- _Extrait à lire_:
_ _ _ _ _ _ _

Le pro­gramme est organ­isé autour de trois pôles en inter­ac­tion : écolo­gie et bio­di­ver­sité ; envi­ron­nement géo­physique ; économie et ges­tion de l’environnement, les élèves étant invités à abor­der toutes les facettes des prob­lèmes envi­ron­nemen­taux tout en se spé­cial­isant dans un des domaines.

Des parcours variés

La tran­si­tion énergé­tique est par ailleurs forte­ment présente au sein du pro­gramme Inno­va­tion tech­nologique, qui a l’ambition d’initier les élèves aux out­ils et méth­odes de l’entreprenariat tout en leur faisant acquérir une spé­cial­ité sci­en­tifique et technique.

La com­pé­tence tech­nique ne peut se con­stru­ire sans com­préhen­sion des défis scientifiques

Les par­cours de qua­trième année, qui, à côté des écoles d’application ou en lien avec elles, pro­lon­gent cette offre d’enseignement sur la tran­si­tion énergé­tique, sont naturelle­ment plus focalisés.

Ces mas­ters M2 s’inscrivent tou­jours dans des parte­nar­i­ats et un ray­on­nement à l’international : REST (Renew­able Ener­gy Sci­ence and Tech­nol­o­gy) ; Nuclear Ener­gy ; WAPE (Water, Air, Pol­lu­tion and Ener­gy at local and region­al scales, qui con­stitue le par­cours inter­na­tion­al du Mas­ter Océan, Atmo­sphère, Cli­mat et Obser­va­tion spa­tiale) ; EDDEE (Économie du développe­ment durable de l’énergie et de l’environnement), ou encore PIC (Pro­jet inno­va­tion conception).

Répondre aux défis de la transition énergétique

De ce bref recense­ment ressor­tent quelques ori­en­ta­tions fortes et car­ac­téris­tiques sig­ni­fica­tives. Tout d’abord, un diag­nos­tic com­mun sur le besoin de for­mer de nou­velles généra­tions de chercheurs et d’ingénieurs pour anticiper et gér­er les sys­tèmes énergé­tiques de demain et leurs impacts dans le con­texte d’un change­ment cli­ma­tique et d’une exi­gence accrue de sécu­rité. Cela néces­site des for­ma­tions con­stru­ites sur des par­cours solides sur le plan sci­en­tifique et tech­nique, pluridis­ci­plinaires, et forte­ment con­nec­tés à la recherche.

_ _ _ _ _ _ _

- _Consigne_: Réécrivez plus brièvement le paragraphe de l'extrait ci-dessus qui commence par « De ce bref recensement », sans perdre ses faits principaux.

- _Données d'entrée_:
_ _ _ _ _ _ _

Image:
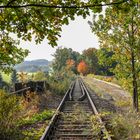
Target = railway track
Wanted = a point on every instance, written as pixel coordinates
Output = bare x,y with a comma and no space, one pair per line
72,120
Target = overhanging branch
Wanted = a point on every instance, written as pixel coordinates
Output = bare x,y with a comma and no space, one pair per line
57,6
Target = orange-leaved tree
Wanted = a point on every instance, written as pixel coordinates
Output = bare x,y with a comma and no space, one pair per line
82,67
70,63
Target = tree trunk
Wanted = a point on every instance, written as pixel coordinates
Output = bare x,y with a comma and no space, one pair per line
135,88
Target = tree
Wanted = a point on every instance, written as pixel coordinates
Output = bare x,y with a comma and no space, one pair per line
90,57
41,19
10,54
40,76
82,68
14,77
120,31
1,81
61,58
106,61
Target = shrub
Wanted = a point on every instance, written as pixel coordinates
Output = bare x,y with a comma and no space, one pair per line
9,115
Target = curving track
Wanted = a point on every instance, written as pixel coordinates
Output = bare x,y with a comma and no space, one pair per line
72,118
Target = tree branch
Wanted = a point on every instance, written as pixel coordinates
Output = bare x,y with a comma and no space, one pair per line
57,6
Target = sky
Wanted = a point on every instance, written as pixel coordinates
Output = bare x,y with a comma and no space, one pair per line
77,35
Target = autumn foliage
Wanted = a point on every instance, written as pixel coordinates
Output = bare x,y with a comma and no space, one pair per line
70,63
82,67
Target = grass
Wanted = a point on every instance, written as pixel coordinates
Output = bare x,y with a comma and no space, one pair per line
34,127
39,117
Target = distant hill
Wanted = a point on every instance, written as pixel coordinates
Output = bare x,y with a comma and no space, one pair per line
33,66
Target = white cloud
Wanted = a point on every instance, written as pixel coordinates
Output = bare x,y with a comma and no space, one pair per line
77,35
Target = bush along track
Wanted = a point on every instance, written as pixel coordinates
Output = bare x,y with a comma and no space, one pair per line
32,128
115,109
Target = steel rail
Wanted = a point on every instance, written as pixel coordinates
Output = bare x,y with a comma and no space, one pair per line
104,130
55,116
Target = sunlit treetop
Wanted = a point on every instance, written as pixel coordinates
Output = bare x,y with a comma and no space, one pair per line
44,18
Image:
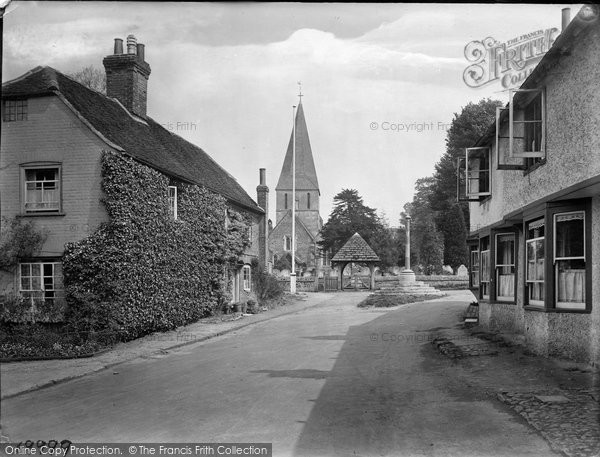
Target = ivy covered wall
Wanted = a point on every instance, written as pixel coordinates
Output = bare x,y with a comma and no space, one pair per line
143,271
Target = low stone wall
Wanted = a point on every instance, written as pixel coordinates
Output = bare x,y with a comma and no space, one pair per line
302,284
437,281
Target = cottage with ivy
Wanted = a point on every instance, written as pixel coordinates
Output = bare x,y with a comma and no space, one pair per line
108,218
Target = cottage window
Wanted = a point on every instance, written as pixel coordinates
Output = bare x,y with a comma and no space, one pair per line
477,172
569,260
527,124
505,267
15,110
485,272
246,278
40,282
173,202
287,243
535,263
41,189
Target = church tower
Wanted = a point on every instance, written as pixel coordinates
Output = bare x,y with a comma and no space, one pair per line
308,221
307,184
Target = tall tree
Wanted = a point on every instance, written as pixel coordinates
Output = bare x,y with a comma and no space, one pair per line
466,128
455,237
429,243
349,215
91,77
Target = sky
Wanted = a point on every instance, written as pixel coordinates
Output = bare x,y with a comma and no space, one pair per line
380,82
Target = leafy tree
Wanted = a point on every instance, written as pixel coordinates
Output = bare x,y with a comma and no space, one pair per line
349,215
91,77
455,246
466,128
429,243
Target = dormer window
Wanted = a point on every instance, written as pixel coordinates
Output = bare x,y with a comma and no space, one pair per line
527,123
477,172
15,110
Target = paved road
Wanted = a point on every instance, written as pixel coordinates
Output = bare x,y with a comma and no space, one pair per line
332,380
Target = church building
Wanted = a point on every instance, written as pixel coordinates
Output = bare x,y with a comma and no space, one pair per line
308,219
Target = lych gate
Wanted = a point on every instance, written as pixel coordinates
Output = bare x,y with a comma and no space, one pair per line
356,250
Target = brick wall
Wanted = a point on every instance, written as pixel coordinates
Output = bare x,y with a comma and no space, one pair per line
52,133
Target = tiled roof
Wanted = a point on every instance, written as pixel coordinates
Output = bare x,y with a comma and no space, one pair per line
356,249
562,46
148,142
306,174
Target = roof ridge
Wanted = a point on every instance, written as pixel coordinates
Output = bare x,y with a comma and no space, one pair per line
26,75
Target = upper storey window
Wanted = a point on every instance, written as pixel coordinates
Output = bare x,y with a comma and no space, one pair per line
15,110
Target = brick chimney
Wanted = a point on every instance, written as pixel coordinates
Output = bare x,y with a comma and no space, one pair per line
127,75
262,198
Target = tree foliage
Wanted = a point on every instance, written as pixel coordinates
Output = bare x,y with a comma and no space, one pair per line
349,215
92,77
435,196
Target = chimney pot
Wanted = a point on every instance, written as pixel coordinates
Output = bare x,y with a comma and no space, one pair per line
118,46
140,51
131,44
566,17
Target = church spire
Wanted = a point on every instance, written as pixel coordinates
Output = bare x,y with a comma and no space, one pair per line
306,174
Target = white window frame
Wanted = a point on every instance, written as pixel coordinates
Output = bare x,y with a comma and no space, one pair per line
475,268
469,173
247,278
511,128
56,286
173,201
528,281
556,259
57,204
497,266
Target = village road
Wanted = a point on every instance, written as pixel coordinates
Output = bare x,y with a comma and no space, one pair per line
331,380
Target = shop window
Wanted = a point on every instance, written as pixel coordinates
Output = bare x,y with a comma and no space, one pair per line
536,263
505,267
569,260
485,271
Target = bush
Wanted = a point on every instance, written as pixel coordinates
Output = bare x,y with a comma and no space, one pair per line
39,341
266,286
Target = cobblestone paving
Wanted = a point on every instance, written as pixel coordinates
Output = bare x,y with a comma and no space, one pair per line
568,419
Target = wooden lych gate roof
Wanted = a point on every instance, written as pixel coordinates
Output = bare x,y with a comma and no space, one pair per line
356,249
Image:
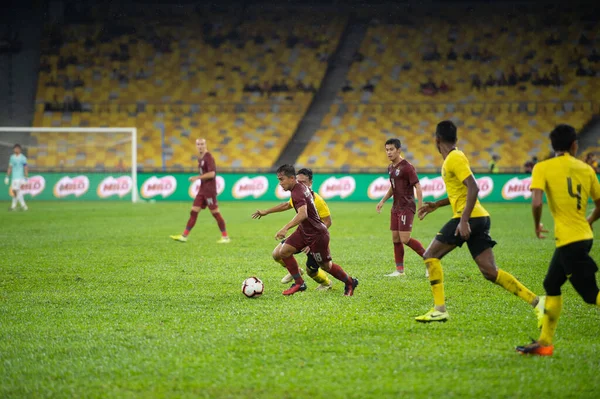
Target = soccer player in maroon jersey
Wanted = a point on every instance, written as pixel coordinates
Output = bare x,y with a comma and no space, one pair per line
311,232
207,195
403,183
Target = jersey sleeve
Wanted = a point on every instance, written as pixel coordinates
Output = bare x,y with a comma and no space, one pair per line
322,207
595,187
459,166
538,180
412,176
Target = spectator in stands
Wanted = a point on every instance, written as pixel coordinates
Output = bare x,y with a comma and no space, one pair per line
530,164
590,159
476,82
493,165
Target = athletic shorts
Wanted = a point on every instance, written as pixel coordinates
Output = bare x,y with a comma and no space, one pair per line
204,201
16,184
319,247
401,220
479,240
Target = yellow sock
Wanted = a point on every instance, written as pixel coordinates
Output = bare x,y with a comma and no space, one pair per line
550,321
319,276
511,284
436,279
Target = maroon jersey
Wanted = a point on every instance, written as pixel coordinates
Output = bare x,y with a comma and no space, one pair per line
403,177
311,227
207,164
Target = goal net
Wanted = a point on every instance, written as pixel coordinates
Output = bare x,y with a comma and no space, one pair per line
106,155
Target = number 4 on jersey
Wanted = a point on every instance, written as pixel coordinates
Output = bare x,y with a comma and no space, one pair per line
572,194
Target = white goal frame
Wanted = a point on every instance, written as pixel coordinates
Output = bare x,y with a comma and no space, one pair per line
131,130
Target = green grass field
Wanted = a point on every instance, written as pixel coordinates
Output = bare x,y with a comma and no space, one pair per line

_ _ _ _ _ _ _

- _Résultat_: Le recensement fait ressortir un diagnostic commun. Il faut former de nouvelles générations de chercheurs et d'ingénieurs capables d'anticiper et de gérer les systèmes énergétiques de demain et leurs impacts, face au changement climatique et à une exigence accrue de sécurité. Cela suppose des formations aux parcours scientifiquement et techniquement solides, pluridisciplinaires et fortement connectées à la recherche.